• TEXT UNDER STUDY:
Plant-Based Approach for IH
Various herbal plant-based components were studied for their cardiovascular protection effect (Barnard et al., 2019; Kim et al., 2019; Tuso et al., 2015). Xu et al. compiled a list of natural plant derived compounds such as flavonoids, polyphenols, alkaloids, and terpenes that were found to efficiently suppress VSMCs migration and proliferation (Xu et al., 2018). They further elucidated the involvement of typical cell regulatory and inflammatory pathways including MAPKs, PI3K/Akt, JAK-STAT, FAK, and NF-κB in VSMCs migration. However, they focused solely on activity of plant base compounds on VSMCs and not collectively with endothelial cells which is also an essential cell in pathophysiology of IH.
Polyphenol such as resveratrol is the most studied compound in IH prevention. Balloon catheters coated with resveratrol effectively deliver resveratrol to the targeted site and successfully reduce IH development in rabbit models (Tolva et al., 2016). In addition to that, a series of in vivo animal studies showed that resveratrol promoted re-endothelization and vascular healing post-surgical anastomosis (Yurdagul et al., 2014; Karaarslan et al., 2015; Kamann et al., 2019). Kamann et al. reported that resveratrol increases ECs proliferation via activating extracellular signal-regulated kinase (ERK) and estrogen receptor-dependent pathway under laminar shear stress (Yurdagul et al., 2014). Interestingly, curcumin also ameliorated IH by increasing endothelial angiogenesis and proliferation in an artery injured rat (Chen et al., 2015).

(Recorded data)

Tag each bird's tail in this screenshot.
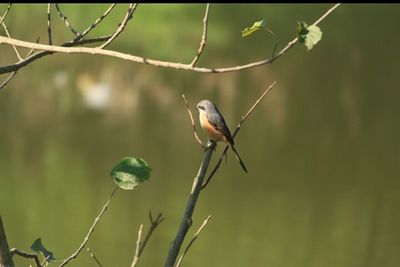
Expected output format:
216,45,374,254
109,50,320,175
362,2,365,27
230,145,248,173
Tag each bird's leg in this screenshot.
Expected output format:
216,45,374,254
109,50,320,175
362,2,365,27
205,139,217,152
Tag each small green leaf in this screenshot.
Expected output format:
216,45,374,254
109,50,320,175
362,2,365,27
296,21,322,50
304,25,322,50
296,21,308,44
31,238,55,262
111,157,151,190
242,19,267,37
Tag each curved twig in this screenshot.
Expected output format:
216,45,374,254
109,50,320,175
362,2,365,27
74,4,117,41
0,3,12,24
55,3,81,37
190,4,210,67
100,3,138,49
59,187,119,267
86,248,103,267
0,4,340,74
10,248,42,267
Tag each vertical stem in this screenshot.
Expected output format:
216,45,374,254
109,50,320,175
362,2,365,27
0,216,14,267
165,143,215,267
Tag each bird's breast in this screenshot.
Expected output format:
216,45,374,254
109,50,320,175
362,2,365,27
200,112,226,142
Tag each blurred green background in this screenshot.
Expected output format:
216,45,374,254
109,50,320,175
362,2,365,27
0,4,400,267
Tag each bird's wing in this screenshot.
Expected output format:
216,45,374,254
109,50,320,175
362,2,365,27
207,111,234,145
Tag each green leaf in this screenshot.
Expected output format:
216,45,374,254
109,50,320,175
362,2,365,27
304,25,322,50
111,157,151,190
296,21,308,44
31,238,55,261
242,19,267,37
296,21,322,50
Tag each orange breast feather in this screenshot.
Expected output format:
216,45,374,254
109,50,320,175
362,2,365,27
200,114,226,142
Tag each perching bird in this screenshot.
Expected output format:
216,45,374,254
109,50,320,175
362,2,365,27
196,100,247,173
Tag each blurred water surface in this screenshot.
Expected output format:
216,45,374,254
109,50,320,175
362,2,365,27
0,4,400,267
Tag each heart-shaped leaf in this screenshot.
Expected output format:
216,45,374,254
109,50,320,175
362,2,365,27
31,238,55,262
296,21,322,50
111,157,151,190
242,19,267,37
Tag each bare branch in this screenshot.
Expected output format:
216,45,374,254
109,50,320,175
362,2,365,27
190,4,210,67
0,4,340,74
59,187,118,267
0,35,110,74
0,215,14,267
0,71,17,90
47,3,53,45
131,224,143,267
100,3,138,49
131,211,164,267
74,4,116,41
176,215,211,267
182,95,204,148
1,22,22,61
131,224,143,267
86,248,103,267
56,3,81,37
10,248,42,267
139,211,165,257
164,143,215,267
0,37,40,90
202,81,276,189
0,3,12,24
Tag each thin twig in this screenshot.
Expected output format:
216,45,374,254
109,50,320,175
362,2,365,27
59,187,118,267
47,3,53,45
0,4,340,74
0,71,17,90
190,4,210,67
182,95,204,148
1,22,22,61
131,211,164,267
0,35,111,74
0,37,40,90
56,3,81,37
75,4,116,40
131,224,143,267
42,255,51,266
0,215,14,267
202,81,276,189
176,215,211,267
100,3,138,49
86,248,103,267
10,248,42,267
0,3,12,24
139,211,165,257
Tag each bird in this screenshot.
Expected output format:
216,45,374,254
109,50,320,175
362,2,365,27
196,99,248,173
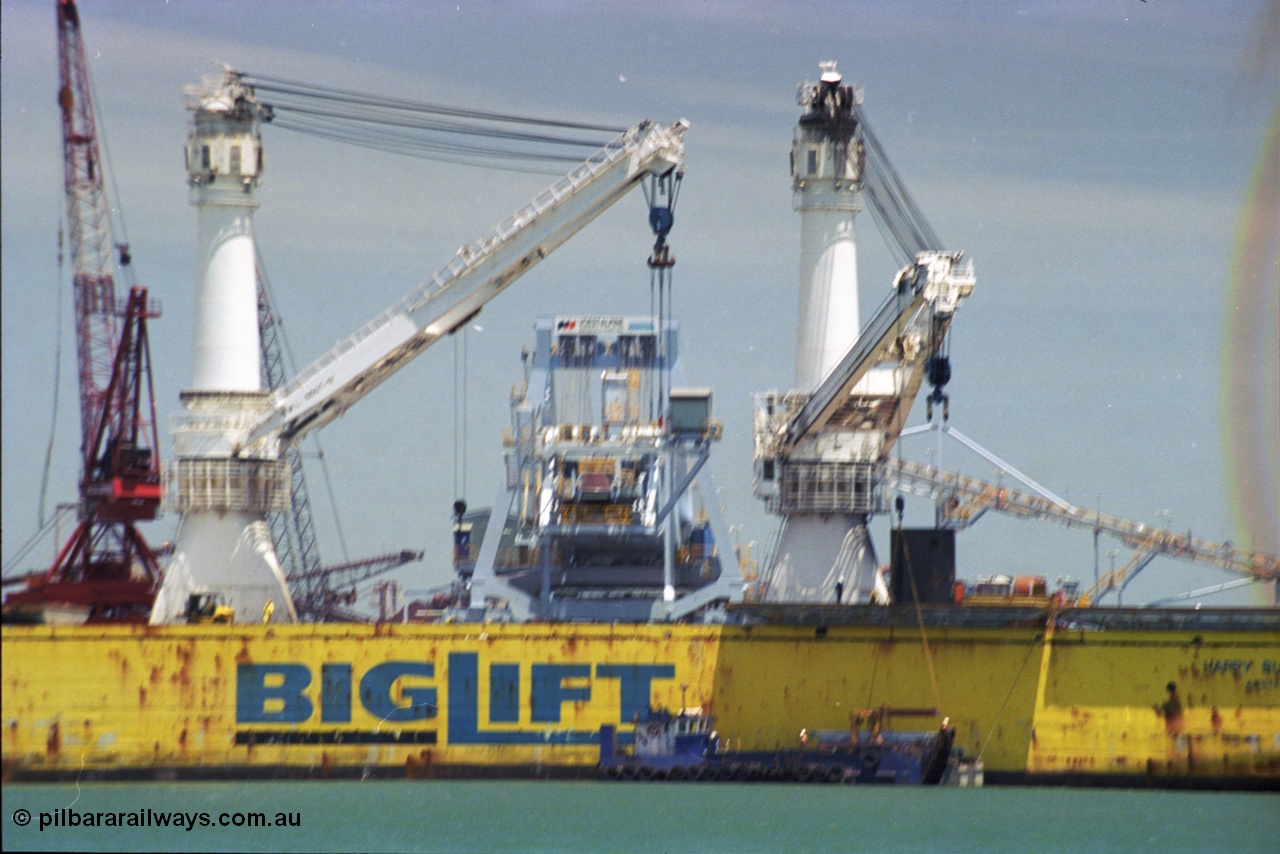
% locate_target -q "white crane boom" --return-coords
[785,251,974,452]
[238,120,689,453]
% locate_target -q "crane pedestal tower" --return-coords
[151,73,296,624]
[756,63,876,602]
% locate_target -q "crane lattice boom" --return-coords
[241,122,689,451]
[886,460,1280,604]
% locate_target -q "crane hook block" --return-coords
[649,207,676,237]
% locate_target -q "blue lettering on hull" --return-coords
[236,653,676,745]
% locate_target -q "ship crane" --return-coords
[754,63,975,603]
[5,0,161,622]
[239,115,689,449]
[152,70,687,622]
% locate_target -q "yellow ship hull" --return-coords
[3,608,1280,789]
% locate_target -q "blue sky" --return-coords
[0,0,1280,604]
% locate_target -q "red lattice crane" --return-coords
[5,0,161,622]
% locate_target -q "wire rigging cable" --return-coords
[241,73,626,173]
[854,106,942,264]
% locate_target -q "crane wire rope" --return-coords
[256,251,351,562]
[241,73,625,174]
[86,63,137,288]
[854,106,942,264]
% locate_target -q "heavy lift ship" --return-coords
[4,43,1280,789]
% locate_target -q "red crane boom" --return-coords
[5,0,161,622]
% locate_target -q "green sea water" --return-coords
[3,781,1280,854]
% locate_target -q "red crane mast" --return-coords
[5,0,161,622]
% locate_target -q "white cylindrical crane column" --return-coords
[791,63,863,391]
[758,63,876,603]
[151,72,297,624]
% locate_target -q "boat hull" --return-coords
[3,607,1280,789]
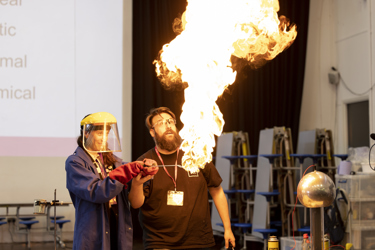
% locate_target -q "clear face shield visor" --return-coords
[82,122,121,153]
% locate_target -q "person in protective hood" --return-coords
[65,112,158,250]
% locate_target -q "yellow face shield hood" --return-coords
[81,112,121,153]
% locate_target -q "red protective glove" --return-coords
[109,162,143,188]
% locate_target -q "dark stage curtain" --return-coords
[132,0,309,160]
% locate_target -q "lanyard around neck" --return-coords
[155,146,180,191]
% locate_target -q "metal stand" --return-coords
[310,207,324,250]
[34,189,72,250]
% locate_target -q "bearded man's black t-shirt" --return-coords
[138,148,222,249]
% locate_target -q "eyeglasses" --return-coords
[152,118,176,128]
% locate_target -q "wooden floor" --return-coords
[0,239,234,250]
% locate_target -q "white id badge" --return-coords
[167,190,184,206]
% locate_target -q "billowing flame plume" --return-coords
[154,0,297,172]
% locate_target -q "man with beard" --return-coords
[129,107,235,250]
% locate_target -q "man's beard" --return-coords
[155,129,182,151]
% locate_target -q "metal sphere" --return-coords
[297,171,336,208]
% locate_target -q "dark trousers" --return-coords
[109,204,118,250]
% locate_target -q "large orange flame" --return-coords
[154,0,297,172]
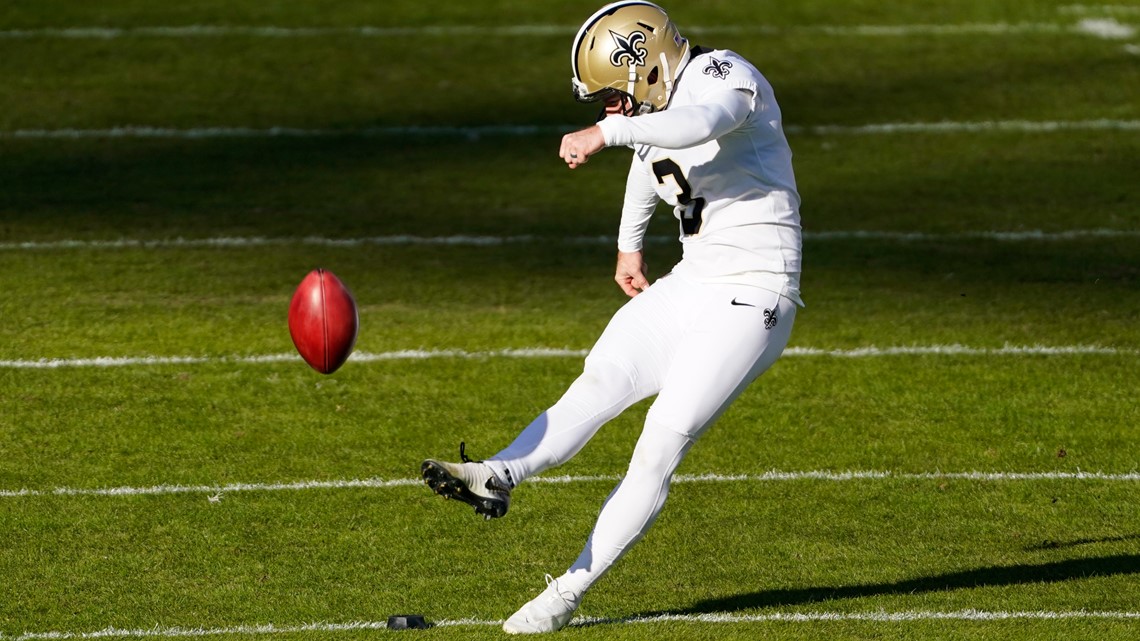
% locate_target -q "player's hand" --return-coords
[559,124,605,169]
[613,251,649,298]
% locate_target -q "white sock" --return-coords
[559,425,693,597]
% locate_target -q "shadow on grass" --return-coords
[643,554,1140,617]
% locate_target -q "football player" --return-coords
[422,0,803,633]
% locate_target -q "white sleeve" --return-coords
[618,155,661,252]
[597,89,752,149]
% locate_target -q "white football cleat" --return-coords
[420,443,511,519]
[503,575,581,634]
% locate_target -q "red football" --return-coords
[288,269,360,374]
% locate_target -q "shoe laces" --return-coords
[459,440,510,490]
[546,575,577,606]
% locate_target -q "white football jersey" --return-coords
[599,49,803,305]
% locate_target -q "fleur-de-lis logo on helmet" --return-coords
[610,31,649,67]
[705,58,732,80]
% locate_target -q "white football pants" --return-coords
[487,275,796,595]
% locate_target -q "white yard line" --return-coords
[0,229,1140,251]
[0,344,1140,370]
[0,470,1140,500]
[0,609,1140,641]
[0,119,1140,140]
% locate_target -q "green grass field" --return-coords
[0,0,1140,641]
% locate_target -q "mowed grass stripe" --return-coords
[0,119,1140,140]
[0,344,1140,370]
[0,228,1140,251]
[0,17,1135,40]
[0,470,1140,501]
[8,609,1140,641]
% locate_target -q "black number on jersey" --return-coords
[653,159,705,236]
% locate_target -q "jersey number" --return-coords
[653,159,705,236]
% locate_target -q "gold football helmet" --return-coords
[570,0,689,115]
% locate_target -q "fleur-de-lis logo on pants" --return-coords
[705,58,732,80]
[764,307,780,330]
[610,31,649,67]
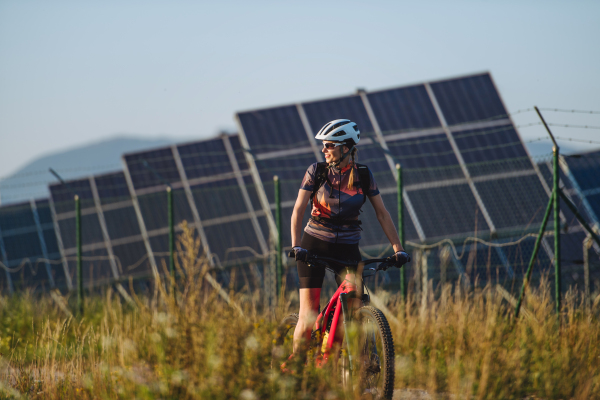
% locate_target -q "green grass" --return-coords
[0,223,600,399]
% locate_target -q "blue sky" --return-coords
[0,0,600,177]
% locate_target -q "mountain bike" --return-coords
[271,251,395,399]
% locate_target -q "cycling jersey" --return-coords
[300,162,379,244]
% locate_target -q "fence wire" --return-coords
[0,130,600,304]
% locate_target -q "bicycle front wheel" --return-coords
[354,306,395,399]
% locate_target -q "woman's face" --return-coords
[321,140,348,163]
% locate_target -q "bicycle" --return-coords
[271,251,404,399]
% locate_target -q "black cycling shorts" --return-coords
[296,233,362,289]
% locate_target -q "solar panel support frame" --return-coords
[48,192,73,291]
[29,199,56,289]
[121,156,158,279]
[359,90,426,242]
[296,103,325,162]
[235,114,277,241]
[0,228,15,294]
[171,145,215,267]
[424,82,496,237]
[221,134,269,256]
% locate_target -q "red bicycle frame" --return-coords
[315,273,357,363]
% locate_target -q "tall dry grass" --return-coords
[0,226,600,399]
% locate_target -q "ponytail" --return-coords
[348,147,358,192]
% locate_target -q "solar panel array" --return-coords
[0,73,600,291]
[561,151,600,230]
[0,199,66,292]
[123,134,269,274]
[50,172,150,288]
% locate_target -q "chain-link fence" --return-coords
[0,74,600,310]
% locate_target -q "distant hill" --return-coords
[0,136,592,205]
[0,136,188,205]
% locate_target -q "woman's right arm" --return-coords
[292,189,312,247]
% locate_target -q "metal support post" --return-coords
[75,195,83,316]
[273,175,283,297]
[396,164,407,300]
[533,106,561,313]
[552,146,561,314]
[515,193,557,318]
[167,186,175,296]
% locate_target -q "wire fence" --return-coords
[0,148,600,310]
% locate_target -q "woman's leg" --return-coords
[294,288,321,354]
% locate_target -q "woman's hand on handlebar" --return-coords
[389,251,411,268]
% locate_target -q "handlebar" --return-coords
[288,250,394,271]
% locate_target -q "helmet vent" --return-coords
[325,121,347,136]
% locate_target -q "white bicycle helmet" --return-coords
[315,119,360,147]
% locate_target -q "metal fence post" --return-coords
[396,164,407,300]
[167,186,175,296]
[273,175,283,298]
[75,195,83,316]
[533,106,561,313]
[553,146,561,313]
[515,192,558,318]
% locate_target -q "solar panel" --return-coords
[237,105,310,154]
[562,151,600,224]
[367,85,441,135]
[0,200,64,290]
[237,73,543,244]
[475,174,553,234]
[123,147,180,190]
[124,134,267,265]
[431,73,507,126]
[388,133,464,185]
[410,184,489,238]
[453,124,533,176]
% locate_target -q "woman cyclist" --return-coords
[290,119,410,358]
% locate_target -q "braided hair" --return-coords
[348,147,358,192]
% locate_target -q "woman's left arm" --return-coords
[368,194,404,252]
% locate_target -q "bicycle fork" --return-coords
[340,293,354,382]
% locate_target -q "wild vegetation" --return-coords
[0,223,600,400]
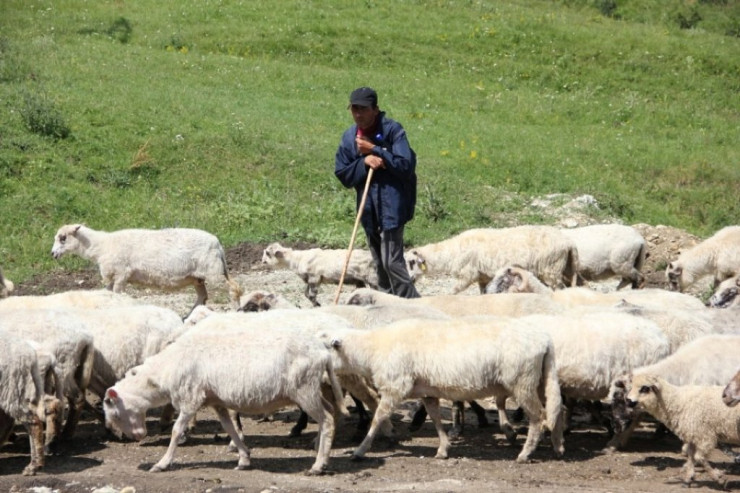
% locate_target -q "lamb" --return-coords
[561,224,647,290]
[406,226,579,294]
[722,365,740,407]
[103,314,346,474]
[0,330,44,476]
[709,274,740,308]
[51,224,241,316]
[262,243,378,306]
[627,374,740,486]
[0,269,15,299]
[0,309,95,446]
[319,317,563,462]
[486,265,705,310]
[665,226,740,291]
[604,335,740,453]
[346,288,565,317]
[237,289,298,312]
[0,289,137,311]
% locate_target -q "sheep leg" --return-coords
[193,279,208,308]
[681,443,696,485]
[496,394,516,445]
[159,403,175,433]
[424,397,450,459]
[23,415,44,476]
[409,400,427,432]
[288,409,308,437]
[602,413,641,454]
[227,409,244,452]
[62,393,85,440]
[299,395,335,476]
[514,394,544,463]
[215,407,250,471]
[304,278,321,306]
[352,393,396,460]
[448,401,465,437]
[149,409,195,472]
[693,447,726,488]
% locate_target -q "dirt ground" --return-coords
[0,221,740,493]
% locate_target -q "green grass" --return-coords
[0,0,740,281]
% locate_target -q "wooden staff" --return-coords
[334,168,375,305]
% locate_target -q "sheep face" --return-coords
[665,262,683,291]
[51,224,82,259]
[262,243,286,266]
[103,387,146,441]
[486,266,524,294]
[627,375,660,412]
[709,276,740,308]
[237,291,277,312]
[609,375,635,433]
[406,250,427,282]
[722,371,740,407]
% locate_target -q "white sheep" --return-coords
[320,317,563,462]
[709,274,740,308]
[0,289,138,311]
[0,269,15,299]
[406,225,579,294]
[54,305,186,399]
[0,309,95,446]
[237,289,299,312]
[262,243,378,306]
[521,310,671,401]
[103,312,346,474]
[627,374,740,485]
[665,226,740,291]
[722,365,740,407]
[239,290,494,434]
[51,224,246,316]
[486,265,705,310]
[347,288,565,317]
[0,330,44,476]
[561,224,647,290]
[604,334,740,453]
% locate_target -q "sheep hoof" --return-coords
[503,427,516,445]
[599,445,617,455]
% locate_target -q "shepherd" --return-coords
[334,87,419,298]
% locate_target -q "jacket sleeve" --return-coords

• EXERCISE INSTRUCTIONS:
(a) In the passage on plant-based approaches for IH, what compound is named as the most studied in IH prevention?
(b) Transcribe the passage on plant-based approaches for IH word for word, from "Plant-Based Approach for" to "pathophysiology of IH.".

• TASK ANSWERS:
(a) Resveratrol.

(b)
Plant-Based Approach for IH
Various herbal plant-based components were studied for their cardiovascular protection effect (Barnard et al., 2019; Kim et al., 2019; Tuso et al., 2015). Xu et al. compiled a list of natural plant derived compounds such as flavonoids, polyphenols, alkaloids, and terpenes that were found to efficiently suppress VSMCs migration and proliferation (Xu et al., 2018). They further elucidated the involvement of typical cell regulatory and inflammatory pathways including MAPKs, PI3K/Akt, JAK-STAT, FAK, and NF-κB in VSMCs migration. However, they focused solely on activity of plant base compounds on VSMCs and not collectively with endothelial cells which is also an essential cell in pathophysiology of IH.